> [What you are asked to do] Render the listing below as a JSON list of strings, one string per line, with blank lines omitted and the pictures left out.

> [Entries]
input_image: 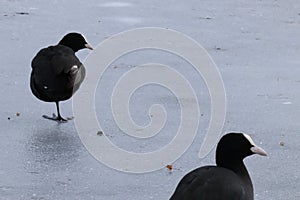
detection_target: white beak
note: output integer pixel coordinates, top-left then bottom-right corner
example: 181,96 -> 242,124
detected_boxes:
250,146 -> 267,156
84,44 -> 93,50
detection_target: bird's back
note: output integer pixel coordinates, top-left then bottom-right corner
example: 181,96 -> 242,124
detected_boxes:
170,166 -> 251,200
30,45 -> 85,102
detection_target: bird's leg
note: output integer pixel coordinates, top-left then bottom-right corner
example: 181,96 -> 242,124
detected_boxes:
43,101 -> 73,122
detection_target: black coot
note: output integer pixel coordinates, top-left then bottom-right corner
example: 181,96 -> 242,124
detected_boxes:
30,33 -> 93,121
170,133 -> 267,200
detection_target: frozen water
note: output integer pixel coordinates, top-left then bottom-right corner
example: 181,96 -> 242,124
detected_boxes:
0,0 -> 300,200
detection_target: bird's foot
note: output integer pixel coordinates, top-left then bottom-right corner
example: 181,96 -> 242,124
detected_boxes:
43,113 -> 74,123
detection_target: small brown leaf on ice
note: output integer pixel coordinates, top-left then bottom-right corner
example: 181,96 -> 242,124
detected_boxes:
279,141 -> 284,147
97,131 -> 103,136
166,165 -> 173,171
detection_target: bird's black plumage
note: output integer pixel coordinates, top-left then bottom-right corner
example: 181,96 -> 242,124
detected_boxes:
30,33 -> 92,121
170,133 -> 266,200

> [Response to this task]
[
  "input_image: ",
  "detection_target: white beak",
  "note: output integer pixel coordinates, top-left then bottom-right corner",
  "example: 181,96 -> 242,124",
  "detected_boxes:",
  "250,146 -> 267,156",
  "84,44 -> 93,50",
  "detection_target: bird's back",
  "note: output integer pixel coordinates, top-left then bottom-right corner",
  "example: 181,96 -> 242,124",
  "detected_boxes:",
  "170,166 -> 251,200",
  "30,45 -> 85,102",
  "detection_target: bird's leg",
  "note: output integer pixel coordinates, top-left then bottom-right corner",
  "example: 181,96 -> 242,124",
  "detected_boxes:",
  "43,101 -> 73,122",
  "detection_target: black coot",
  "note: output integer pixel coordinates, top-left then bottom-right corner",
  "example: 181,96 -> 242,124",
  "detected_boxes:",
  "30,33 -> 93,121",
  "170,133 -> 267,200",
  "detection_target: frozen water",
  "note: output integer pixel coordinates, top-left then bottom-right corner",
  "example: 181,96 -> 242,124",
  "detected_boxes:",
  "0,0 -> 300,200",
  "detection_target: bird's foot",
  "note: output integer pixel coordinates, top-left then bottom-right corner",
  "example: 181,96 -> 242,124",
  "detected_boxes:",
  "43,113 -> 74,123",
  "detection_target: small brown leaf on ice",
  "note: output integer pixel coordinates, top-left then bottom-right corner",
  "example: 181,96 -> 242,124",
  "detected_boxes:",
  "279,141 -> 284,147",
  "97,131 -> 103,136",
  "166,165 -> 173,171",
  "detection_target: bird's black plumage",
  "note: output integer pixel coordinates, top-left then bottom-right corner",
  "example: 181,96 -> 242,124",
  "detected_boxes:",
  "30,33 -> 92,121",
  "170,133 -> 266,200"
]